• _Position identification records_
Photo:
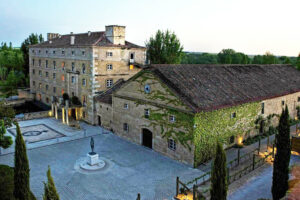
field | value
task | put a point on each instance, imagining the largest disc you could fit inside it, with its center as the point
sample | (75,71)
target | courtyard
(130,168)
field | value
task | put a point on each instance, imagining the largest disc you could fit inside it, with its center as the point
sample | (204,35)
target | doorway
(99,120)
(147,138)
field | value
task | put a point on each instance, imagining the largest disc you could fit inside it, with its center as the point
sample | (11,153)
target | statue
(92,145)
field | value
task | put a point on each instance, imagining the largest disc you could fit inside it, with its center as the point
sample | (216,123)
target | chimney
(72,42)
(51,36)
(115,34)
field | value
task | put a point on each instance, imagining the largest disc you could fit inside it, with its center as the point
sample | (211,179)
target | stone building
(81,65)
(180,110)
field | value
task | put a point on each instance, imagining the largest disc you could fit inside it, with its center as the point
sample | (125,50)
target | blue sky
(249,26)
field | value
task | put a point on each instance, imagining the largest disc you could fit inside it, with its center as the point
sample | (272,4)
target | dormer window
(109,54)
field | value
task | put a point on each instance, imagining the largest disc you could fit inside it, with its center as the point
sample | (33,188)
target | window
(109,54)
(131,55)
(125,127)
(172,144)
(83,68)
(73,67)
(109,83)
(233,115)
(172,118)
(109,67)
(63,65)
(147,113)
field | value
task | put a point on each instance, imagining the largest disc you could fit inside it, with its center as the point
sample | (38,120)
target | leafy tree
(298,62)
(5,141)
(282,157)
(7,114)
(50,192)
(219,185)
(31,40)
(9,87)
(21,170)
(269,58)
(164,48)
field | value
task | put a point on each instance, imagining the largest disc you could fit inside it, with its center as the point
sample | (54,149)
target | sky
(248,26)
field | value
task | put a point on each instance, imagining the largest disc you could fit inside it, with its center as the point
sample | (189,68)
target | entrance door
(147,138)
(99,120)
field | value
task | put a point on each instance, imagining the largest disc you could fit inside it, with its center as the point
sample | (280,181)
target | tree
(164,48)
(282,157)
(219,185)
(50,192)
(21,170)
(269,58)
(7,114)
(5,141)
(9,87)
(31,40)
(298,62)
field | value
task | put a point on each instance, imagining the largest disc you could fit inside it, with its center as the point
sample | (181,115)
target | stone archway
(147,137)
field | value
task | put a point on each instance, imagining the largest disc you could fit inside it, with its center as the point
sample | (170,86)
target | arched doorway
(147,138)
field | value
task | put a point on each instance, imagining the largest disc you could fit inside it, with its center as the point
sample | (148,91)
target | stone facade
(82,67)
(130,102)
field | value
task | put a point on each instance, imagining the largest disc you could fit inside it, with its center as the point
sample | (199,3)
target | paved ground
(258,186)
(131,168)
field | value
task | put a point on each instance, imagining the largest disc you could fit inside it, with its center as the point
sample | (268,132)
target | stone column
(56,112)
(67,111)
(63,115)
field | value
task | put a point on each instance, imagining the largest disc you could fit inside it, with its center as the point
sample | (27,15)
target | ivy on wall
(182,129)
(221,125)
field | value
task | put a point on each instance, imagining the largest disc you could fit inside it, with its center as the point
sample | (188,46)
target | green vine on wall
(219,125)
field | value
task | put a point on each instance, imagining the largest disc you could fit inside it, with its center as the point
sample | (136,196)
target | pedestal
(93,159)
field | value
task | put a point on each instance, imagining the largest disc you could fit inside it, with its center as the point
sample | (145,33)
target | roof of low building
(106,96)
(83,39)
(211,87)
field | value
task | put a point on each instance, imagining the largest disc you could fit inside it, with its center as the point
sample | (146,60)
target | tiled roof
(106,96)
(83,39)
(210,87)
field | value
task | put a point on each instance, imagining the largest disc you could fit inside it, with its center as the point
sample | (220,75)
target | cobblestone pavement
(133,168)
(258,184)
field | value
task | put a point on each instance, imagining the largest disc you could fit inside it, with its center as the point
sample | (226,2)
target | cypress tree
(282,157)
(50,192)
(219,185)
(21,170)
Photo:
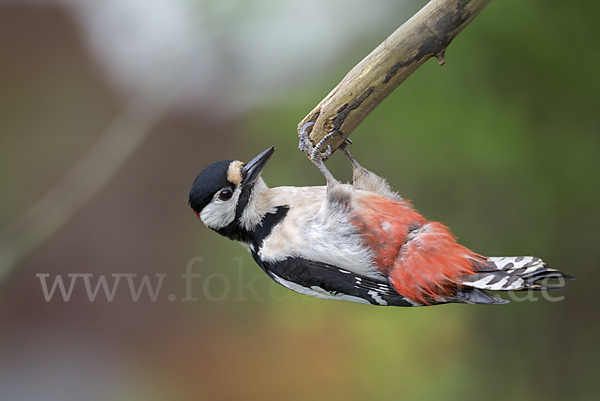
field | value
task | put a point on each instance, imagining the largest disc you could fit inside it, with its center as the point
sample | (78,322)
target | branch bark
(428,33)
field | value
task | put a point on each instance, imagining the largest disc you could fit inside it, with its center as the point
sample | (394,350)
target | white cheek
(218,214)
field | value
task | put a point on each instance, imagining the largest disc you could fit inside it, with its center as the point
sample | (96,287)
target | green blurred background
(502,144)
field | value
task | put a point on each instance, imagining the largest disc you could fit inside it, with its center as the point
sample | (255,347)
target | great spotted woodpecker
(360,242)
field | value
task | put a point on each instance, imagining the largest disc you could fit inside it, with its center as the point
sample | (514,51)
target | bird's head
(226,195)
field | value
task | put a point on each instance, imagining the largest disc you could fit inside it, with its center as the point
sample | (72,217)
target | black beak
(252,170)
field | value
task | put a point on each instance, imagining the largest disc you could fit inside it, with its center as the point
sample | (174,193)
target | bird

• _Goal of the exercise_
Quote every line word for word and keep the images out of the copy.

• _Expected answer_
Photo:
field | value
task | put a point on each instance, imagining the largest disc you could fit inside it, with its center as the point
sample | (75,71)
target | courtyard
(130,168)
field | value
task | put a point on each instance, imagining the largest disc you could fit inside it, with its center as the point
sample | (204,35)
target | doorway
(99,120)
(147,138)
field | value
task | put a point on each instance, imagining the largest disc you could fit inside it, with its center as the point
sample | (11,153)
target | statue
(92,145)
field | value
task | put a point on each instance, imagining the largest disc you could fit inside it, with its center as the point
sample | (216,123)
target | chimney
(72,42)
(51,36)
(115,34)
field | value
task | put a point on each instance, imagining the largest disc you could fit inside it, with its center as the point
sample | (211,179)
target | stone building
(81,65)
(180,110)
field | value
task | put a point on each instance, imagining the largest disc you could fit inside it, with its center as the point
sample | (125,50)
target | blue sky
(249,26)
field | value
task | put a point on each instance, imagining the largest disc you could fit inside it, with its center as the point
sample | (272,4)
target | dormer window
(109,54)
field | value
task | put a point on each instance, imagining the largest disc you could fit inside it, with its center as the point
sample | (33,188)
target | window
(109,54)
(131,55)
(125,127)
(172,144)
(83,68)
(73,67)
(109,83)
(233,115)
(172,118)
(109,67)
(63,65)
(147,113)
field | value
task | put a point on each instance, imagining the largest disc you could fit inside it, with its center as the point
sample | (38,120)
target | leafy tree
(298,62)
(5,141)
(282,157)
(7,114)
(50,192)
(219,185)
(31,40)
(9,87)
(21,170)
(269,58)
(164,48)
field | value
task | put a point on each instance, imagining the largest disc you could fit inside it, with its center as the point
sample | (54,149)
target | sky
(248,26)
field | value
task | put a point on each instance, imagining the largest disc you could fit inside it, with its center as the point
sample | (189,68)
target | entrance door
(147,138)
(99,120)
field | value
task | put a point on each instance, imagining the largest disc you could fit inside it, with its center as the point
sample | (280,181)
target | tree
(164,48)
(282,157)
(219,185)
(50,192)
(21,170)
(269,58)
(7,114)
(5,141)
(9,87)
(31,40)
(298,62)
field | value
task | put a point on each instance, imagining the largest disc you could fit inside it, with its center as the point
sample | (181,115)
target | stone archway
(147,137)
field | value
task | put a point on each instance, imagining the largest disc you could fit inside it, with its center as the point
sample | (170,86)
target | arched doorway
(147,138)
field | value
task | put a point on each instance, imagining the largest disc you could fit inside it, with its center as the point
sample | (148,91)
target | stone facade
(82,67)
(130,102)
field | value
task | put a point on each instance, imagining the largest disc you could fit inside it, with its center as the point
sample | (199,3)
target | paved ground
(258,186)
(131,168)
field | value
task | put a point on each instance, imagining the largest disc you could fit inside it, with its center as the point
sample | (268,132)
target | stone column
(56,112)
(67,111)
(63,115)
field | value
task | put a point on each instance, imagining the largest disc you could fit inside it, with its center as the point
sample | (27,15)
target | ivy on wall
(182,129)
(221,125)
field | value
task | put a point on each instance, imagining the largest disc you could fit inside it, with its center as the point
sample | (188,46)
target | green vine on wall
(219,125)
field | value
task | put a point on each instance, imagining the largest disc you could fit inside it, with its center as the point
sample | (136,196)
target | pedestal
(93,159)
field | value
task | put a point on each instance, imagining the largest disc you could fit inside it, with its center as the point
sample | (145,33)
target | roof of low building
(106,96)
(83,39)
(211,87)
field | value
task | put a point on each instance, imagining the largest disc you could fit inside it, with its center as the point
sample | (146,60)
target | tiled roof
(106,96)
(83,39)
(210,87)
field | value
task | put a point on each instance, imagining the largest disc you could fit inside it, with its center as the point
sample | (220,75)
target | cobblestone pavement
(133,168)
(258,184)
field | value
task | put a point on each instance, imagining the largest disc you could fit inside it, with its center as the point
sample | (226,2)
target | cypress tree
(282,157)
(50,192)
(219,185)
(21,170)
Photo:
field | value
task | put a point on each instance, imagining the largest disc you could fit inside it, with its center as the point
sample | (78,322)
target | branch bark
(428,33)
field | value
task | put a point on each instance, imagining the largest disc you could fit inside it, with its center as the point
sample | (394,350)
target | white cheek
(218,214)
field | value
task | put a point on each instance, imagining the largest disc you could fit inside it, with its center as the point
sample | (96,287)
target | green blurred background
(502,144)
field | value
task | put a point on each instance, imagining the largest disc you could fit inside it, with its center as the point
sample | (255,347)
target | great spotted woodpecker
(360,242)
field | value
task | put a point on each instance, imagining the largest disc you could fit inside it, with its center as the point
sample | (514,51)
target | bird's head
(226,195)
field | value
task | put a point on each instance, imagining the largest disc you could fit inside it, with its center as the point
sample | (72,217)
target | black beak
(252,170)
field | value
task | put a point on each instance, imagining the largest disc you could fit inside it, with its center as the point
sample | (174,193)
target | bird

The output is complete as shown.